*Goal:* Beginning with the line where "on the girl's" appears, retype every remaining line of the data below, both the first and last included.

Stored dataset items

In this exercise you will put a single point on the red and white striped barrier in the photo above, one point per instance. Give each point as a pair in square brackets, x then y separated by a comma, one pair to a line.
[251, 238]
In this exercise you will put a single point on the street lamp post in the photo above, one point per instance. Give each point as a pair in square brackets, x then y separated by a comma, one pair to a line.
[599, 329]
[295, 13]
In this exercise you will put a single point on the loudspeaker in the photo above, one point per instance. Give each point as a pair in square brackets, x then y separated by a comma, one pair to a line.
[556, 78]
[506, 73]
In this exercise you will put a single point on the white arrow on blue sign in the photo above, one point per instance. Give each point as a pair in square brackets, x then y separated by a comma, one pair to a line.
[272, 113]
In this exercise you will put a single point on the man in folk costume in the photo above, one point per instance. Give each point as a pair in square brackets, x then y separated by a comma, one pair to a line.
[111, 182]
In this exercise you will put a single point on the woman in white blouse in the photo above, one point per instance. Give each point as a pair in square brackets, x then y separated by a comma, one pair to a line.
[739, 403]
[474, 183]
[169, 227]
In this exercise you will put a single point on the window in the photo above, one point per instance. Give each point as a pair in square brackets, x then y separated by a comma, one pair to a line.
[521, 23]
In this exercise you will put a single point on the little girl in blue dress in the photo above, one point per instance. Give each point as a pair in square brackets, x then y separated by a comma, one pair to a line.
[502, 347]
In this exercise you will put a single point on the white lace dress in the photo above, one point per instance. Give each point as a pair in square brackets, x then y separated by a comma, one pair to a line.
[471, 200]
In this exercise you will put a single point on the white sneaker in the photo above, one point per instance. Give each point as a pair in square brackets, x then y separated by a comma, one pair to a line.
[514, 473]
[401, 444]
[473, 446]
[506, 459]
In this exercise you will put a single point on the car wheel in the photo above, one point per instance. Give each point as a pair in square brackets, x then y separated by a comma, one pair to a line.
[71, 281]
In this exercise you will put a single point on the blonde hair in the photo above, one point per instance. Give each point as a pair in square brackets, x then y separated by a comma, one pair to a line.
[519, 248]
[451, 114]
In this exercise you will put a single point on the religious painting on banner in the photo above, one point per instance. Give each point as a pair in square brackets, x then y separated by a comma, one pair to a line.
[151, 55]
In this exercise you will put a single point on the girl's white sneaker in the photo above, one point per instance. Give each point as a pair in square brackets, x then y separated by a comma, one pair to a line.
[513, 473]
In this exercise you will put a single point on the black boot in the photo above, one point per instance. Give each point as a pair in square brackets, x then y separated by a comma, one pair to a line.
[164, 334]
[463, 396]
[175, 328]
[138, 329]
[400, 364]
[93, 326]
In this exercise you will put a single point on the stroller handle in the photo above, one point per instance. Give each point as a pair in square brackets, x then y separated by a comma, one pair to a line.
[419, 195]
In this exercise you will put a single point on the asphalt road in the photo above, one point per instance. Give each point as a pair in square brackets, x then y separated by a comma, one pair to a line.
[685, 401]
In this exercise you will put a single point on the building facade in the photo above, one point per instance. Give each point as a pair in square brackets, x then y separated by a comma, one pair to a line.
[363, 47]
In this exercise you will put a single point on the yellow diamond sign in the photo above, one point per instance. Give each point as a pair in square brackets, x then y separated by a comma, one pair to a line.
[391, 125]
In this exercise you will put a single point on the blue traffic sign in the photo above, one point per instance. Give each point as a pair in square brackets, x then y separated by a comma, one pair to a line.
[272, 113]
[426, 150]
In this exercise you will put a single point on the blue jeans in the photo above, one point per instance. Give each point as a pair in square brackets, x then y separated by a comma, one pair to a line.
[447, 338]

*Solved problem:*
In this exercise you will put a single point on the girl's white sneaker in the photo above, one point per instance. Give each point as a pair in square brackets, x then y separated by a comma, one pair to a line.
[513, 473]
In this exercise you will put a single point on the black boot in the photo above, one point per instance. Give each point as a pair in square brackets, x then y separated by a comma, one pair to a line.
[164, 334]
[463, 396]
[175, 328]
[138, 329]
[400, 364]
[93, 326]
In this exercise you will put a single point on the stroller handle in the photo above, one point per instance. Give each point as a pair in square brackets, x then y separated by a comma, one pair to a line.
[419, 195]
In this exercise you will put a single point on the asphalt road in the photo above, one point per instance. Give each point as a pair in square brackets, x then y separated by a comma, one pair to a line.
[685, 401]
In this exercise you will put a single point on the building facade in the photo above, one point per instance. Give each point as a pair in square brackets, x then y separated by a comma, one pair to a line.
[363, 47]
In this exercise you will put a single point on the yellow diamond sign in the photo above, one point per instance. Give each point as a pair in square brackets, x then y separated by a comma, one pair to a line.
[391, 125]
In this exercise you will put a single point on the blue traffic sign in the photo above, one point per instance. Give each point as a pair in square brackets, x then y separated by a comma, one pair to a line.
[272, 113]
[426, 150]
In this exercise you will put a single point on the blue jeans in the photo above, one point per instance. Give each point as a pair in square brackets, x then y separated by a comma, one pair to a line.
[447, 338]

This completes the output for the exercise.